Where a line of the entries holds the string "sample", copy that line.
Segment Open
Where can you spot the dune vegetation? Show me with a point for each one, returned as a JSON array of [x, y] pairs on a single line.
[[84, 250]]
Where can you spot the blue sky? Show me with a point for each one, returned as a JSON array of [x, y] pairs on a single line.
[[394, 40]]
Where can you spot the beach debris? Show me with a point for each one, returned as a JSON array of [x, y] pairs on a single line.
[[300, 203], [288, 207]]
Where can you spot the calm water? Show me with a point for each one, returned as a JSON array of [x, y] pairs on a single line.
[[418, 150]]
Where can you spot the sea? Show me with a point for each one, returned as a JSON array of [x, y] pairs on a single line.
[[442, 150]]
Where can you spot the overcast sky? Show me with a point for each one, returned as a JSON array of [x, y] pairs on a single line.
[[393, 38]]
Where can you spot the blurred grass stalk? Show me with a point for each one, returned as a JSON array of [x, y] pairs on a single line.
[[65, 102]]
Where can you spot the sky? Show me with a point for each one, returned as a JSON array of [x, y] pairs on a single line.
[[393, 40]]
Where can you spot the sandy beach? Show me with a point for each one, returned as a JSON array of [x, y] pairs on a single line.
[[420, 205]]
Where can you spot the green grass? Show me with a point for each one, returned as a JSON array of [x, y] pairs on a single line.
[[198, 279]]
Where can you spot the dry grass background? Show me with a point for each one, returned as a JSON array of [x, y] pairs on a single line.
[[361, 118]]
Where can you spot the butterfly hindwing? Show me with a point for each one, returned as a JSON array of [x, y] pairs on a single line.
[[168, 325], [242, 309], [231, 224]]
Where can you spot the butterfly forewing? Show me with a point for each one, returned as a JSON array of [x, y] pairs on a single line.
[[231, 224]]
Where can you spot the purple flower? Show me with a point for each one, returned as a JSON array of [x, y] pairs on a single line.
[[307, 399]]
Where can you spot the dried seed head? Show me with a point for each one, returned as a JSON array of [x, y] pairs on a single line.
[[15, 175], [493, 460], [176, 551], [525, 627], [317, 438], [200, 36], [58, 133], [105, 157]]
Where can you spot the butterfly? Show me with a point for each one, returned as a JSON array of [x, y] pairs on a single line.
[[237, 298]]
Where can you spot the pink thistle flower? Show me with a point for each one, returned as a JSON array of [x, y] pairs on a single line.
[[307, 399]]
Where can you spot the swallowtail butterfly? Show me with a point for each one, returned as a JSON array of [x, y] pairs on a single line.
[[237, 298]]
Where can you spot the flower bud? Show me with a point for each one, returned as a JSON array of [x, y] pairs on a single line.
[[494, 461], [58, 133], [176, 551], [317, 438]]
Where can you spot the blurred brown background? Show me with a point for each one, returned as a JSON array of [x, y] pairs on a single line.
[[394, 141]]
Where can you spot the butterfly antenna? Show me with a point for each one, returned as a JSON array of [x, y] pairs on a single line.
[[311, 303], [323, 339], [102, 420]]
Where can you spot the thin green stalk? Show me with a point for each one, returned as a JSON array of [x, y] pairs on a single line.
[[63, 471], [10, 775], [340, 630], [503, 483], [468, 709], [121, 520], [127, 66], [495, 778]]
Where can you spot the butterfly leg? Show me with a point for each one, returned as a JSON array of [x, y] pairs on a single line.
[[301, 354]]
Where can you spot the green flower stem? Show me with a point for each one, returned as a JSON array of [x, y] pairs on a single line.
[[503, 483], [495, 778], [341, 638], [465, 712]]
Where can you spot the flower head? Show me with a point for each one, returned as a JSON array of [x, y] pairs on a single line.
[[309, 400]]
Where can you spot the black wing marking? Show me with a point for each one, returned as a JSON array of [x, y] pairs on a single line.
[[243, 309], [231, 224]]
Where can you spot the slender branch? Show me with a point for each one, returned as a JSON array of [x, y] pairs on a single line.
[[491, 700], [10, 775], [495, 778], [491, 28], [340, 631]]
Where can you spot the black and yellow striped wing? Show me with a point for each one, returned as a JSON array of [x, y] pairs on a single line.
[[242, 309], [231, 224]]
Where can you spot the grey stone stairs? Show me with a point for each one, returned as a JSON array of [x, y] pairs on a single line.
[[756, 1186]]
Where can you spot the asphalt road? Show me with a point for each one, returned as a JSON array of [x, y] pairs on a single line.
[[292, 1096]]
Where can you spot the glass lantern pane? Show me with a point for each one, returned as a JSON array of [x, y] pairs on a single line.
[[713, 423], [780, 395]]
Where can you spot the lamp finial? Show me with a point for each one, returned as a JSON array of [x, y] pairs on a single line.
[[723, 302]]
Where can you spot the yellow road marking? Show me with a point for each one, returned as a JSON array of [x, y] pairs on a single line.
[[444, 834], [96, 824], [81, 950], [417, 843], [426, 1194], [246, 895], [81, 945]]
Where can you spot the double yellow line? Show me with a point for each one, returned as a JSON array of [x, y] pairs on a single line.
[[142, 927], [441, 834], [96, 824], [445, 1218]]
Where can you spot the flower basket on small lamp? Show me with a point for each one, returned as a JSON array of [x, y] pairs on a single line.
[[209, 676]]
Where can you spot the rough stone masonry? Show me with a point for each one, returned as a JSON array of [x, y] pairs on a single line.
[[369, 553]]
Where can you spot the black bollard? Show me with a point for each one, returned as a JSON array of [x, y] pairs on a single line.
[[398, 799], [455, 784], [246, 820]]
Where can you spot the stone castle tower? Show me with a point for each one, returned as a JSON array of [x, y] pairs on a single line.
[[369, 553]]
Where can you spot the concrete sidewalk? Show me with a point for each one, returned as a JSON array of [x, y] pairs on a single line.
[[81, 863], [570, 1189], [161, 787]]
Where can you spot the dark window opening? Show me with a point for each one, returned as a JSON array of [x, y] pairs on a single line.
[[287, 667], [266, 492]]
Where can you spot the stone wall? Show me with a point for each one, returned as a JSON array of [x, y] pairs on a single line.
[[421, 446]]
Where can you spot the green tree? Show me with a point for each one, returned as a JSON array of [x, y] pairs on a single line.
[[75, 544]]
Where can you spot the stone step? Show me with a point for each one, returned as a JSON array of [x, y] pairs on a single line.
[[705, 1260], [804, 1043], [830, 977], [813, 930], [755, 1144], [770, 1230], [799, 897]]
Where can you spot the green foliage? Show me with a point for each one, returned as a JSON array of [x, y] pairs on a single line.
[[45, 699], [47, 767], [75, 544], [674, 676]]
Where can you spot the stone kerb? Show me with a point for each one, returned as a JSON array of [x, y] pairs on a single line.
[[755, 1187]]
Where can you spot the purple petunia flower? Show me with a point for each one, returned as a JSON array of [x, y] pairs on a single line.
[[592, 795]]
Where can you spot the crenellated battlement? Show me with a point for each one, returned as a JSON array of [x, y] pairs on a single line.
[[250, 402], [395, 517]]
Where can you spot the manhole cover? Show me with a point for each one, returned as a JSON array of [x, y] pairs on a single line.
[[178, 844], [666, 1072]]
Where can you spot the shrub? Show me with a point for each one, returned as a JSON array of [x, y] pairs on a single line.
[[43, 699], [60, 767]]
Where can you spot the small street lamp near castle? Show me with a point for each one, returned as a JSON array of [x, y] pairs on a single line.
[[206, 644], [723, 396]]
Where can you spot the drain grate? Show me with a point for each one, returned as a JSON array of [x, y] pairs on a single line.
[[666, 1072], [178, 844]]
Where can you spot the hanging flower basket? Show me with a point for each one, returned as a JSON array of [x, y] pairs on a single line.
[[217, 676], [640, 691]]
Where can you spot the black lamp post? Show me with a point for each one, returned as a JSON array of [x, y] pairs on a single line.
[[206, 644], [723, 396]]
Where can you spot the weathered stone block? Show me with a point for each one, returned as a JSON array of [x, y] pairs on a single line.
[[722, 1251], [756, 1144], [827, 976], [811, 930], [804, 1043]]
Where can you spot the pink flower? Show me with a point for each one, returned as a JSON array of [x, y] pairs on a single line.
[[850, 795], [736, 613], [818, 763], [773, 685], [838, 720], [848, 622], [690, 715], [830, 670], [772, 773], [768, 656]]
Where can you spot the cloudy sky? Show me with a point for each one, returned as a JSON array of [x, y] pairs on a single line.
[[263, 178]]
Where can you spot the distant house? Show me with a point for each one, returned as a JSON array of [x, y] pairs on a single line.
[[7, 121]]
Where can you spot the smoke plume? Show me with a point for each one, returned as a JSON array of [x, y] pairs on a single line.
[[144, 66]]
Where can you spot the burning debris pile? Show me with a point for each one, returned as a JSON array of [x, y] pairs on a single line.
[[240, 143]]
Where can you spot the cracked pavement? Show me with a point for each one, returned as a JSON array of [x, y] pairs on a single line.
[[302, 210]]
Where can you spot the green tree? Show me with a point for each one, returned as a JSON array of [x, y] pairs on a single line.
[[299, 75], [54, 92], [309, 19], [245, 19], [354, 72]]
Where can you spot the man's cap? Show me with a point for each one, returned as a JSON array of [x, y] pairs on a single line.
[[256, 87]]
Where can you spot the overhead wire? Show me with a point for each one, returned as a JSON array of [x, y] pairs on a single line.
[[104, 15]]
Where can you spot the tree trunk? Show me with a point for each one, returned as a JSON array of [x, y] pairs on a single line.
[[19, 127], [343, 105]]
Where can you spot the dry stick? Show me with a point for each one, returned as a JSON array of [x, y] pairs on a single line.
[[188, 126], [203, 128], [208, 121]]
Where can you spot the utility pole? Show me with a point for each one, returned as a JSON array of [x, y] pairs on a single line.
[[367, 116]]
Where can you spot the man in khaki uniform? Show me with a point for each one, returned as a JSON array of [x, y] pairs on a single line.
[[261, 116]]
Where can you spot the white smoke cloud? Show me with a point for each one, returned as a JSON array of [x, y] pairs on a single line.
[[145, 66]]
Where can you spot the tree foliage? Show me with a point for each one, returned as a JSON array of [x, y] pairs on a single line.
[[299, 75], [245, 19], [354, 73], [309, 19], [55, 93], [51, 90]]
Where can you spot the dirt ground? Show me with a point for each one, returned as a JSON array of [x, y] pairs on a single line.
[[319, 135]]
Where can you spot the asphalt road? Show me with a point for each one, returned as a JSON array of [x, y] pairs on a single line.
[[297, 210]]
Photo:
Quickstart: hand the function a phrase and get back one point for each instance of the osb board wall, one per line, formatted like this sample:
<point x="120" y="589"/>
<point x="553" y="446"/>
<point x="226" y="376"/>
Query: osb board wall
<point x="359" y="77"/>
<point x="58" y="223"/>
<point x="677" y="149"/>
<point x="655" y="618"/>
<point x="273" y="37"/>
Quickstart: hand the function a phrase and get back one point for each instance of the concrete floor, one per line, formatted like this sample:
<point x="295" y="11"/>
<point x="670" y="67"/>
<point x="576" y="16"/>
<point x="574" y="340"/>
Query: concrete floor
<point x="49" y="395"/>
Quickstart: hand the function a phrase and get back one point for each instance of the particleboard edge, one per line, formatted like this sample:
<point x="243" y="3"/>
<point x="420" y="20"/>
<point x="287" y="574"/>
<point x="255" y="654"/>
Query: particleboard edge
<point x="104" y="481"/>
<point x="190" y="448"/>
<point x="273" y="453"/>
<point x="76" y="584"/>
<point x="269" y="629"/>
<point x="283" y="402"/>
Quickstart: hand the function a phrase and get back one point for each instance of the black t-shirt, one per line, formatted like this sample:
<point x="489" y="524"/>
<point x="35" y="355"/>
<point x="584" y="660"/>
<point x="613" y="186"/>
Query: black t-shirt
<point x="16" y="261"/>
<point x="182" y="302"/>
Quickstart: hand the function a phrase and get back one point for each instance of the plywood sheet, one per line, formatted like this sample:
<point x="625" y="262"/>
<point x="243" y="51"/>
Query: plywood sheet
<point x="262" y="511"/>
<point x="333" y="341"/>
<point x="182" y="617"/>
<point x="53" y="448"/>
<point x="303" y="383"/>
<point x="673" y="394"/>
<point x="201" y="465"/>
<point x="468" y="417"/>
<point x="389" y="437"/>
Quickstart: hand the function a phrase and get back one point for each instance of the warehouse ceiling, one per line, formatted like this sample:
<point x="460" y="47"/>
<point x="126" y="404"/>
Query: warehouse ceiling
Segment Closed
SOLUTION FOR THIS EXERCISE:
Quickstart: hand the function a phrase and get back one point for each instance of the osb board wall, one per line, formatted like this sample:
Quickstart: hand the function a phrase and get back one point for each instance of the concrete floor, one per line, formatted like this sample:
Quickstart: hand the function a phrase and get back one point for each instance of the particleboard edge, one per line, formatted like this sample:
Quickstart: hand the function a phrase and get back one point for each instance of the black t-shirt, one per line, formatted like this sample:
Quickstart: hand the function a phrase and get back one point for each instance of the plywood sheet, one per line, formatted like this sample:
Quickstart: hand the function a phrase and get back one point for each instance of the warehouse ceiling, one per line, formatted like this sample:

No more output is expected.